TEXT EXCERPT >>

— Start —

At the end of this section we will have a pruned dataset ready to use for modeling.

In [None]:
# Let's calculate some features from the daily energy usage
features = (
    data >>
    group_by('METER_ID') >>
    summarize(
        ENERGY_DAILY_MEAN = _.ENERGY_DAILY.mean(),
        ENERGY_DAILY_MEDIAN = _.ENERGY_DAILY.median(),
        ENERGY_DAILY_CV = _.ENERGY_DAILY.std() / _.ENERGY_DAILY.mean(),
        ENERGY_DAILY_AUTOCORR = _.ENERGY_DAILY.autocorr(),
    )
)

print(features)

In [None]:
# Let's add the BUILDING_TYPE and visualize.
features = metadata.merge(features, how='left', on='METER_ID')
print(features)

In [None]:
# Let's look at a couple of the metadata variables.
# NOTE: We use geom_density here as there are (relatively) few datapoints/rows.
p1 = pw.load_ggplot(
    ggplot(features, aes('ENERGY_DAILY_MEAN', fill='BUILDING_TYPE')) +
    p9.geom_density(alpha=0.5) +
    p9.xlim(0, 1.5) +
    ggtitle('The density of the Mean of the daily energy consumption')
)

p2 = pw.load_ggplot(
    ggplot(features, aes('ENERGY_DAILY_MEDIAN', fill='BUILDING_TYPE')) +
    p9.geom_density(alpha=0.5) +
    p9.xlim(0, 1.5) +
    ggtitle('The density of the Median of the daily energy consumption')
)

p3 = pw.load_ggplot(
    ggplot(features, aes('ENERGY_DAILY_CV', fill='BUILDING_TYPE')) +
    p9.geom_density(alpha=0.5) +
    p9.xlim(0, 4) +
    ggtitle('The density of the Coefficient of Variance of the daily energy consumption')
)

p4 = pw.load_ggplot(
    ggplot(features, aes('ENERGY_DAILY_AUTOCORR', fill='BUILDING_TYPE')) +
    p9.geom_density(alpha=0.5) +
    p9.xlim(0, 1) +
    ggtitle('The density of the Autocorrelation of the daily energy consumption')

— End —

Coordinate labeling material

— Start —

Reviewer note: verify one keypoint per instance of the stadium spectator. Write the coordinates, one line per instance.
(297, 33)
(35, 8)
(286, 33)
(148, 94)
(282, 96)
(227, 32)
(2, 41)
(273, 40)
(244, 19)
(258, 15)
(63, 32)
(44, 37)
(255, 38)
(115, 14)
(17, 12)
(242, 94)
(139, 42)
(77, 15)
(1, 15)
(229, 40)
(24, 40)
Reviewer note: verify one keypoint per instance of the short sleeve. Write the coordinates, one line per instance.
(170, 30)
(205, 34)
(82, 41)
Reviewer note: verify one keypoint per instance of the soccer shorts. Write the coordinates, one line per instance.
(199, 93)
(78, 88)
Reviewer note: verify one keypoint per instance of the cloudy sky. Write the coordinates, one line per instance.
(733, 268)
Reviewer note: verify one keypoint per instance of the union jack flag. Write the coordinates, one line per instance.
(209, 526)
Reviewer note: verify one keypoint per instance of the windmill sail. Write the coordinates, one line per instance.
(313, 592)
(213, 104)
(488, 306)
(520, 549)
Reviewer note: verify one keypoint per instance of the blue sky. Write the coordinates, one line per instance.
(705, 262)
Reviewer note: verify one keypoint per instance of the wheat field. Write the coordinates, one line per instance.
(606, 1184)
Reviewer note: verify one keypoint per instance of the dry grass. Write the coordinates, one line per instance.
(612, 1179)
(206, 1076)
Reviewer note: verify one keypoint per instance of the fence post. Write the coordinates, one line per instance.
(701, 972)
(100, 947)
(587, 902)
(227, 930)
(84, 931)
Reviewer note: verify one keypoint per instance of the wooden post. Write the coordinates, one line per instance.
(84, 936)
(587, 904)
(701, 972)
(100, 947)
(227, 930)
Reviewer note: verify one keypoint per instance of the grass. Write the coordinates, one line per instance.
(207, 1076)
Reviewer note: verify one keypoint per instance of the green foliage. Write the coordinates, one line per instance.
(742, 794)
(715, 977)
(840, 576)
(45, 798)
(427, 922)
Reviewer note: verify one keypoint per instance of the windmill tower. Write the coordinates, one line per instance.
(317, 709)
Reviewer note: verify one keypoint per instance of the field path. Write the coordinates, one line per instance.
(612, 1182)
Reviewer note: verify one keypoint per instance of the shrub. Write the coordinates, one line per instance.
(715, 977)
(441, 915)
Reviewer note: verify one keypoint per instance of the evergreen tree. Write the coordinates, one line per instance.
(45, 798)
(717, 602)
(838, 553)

— End —

For each statement below, say yes or no to whether it agrees with the energy-usage code excerpt, and quote the exact words from that excerpt that settle it. (a) The daily energy features are summarized separately for each meter ID. (b) The density plot for the coefficient of variance limits its x-axis to the range 0 to 1.5. (c) The code uses geom_density because the data has a large number of rows.

(a) Yes: "group_by('METER_ID')"
(b) No: "p9.xlim(0, 4)"
(c) No: "as there are (relatively) few datapoints/rows"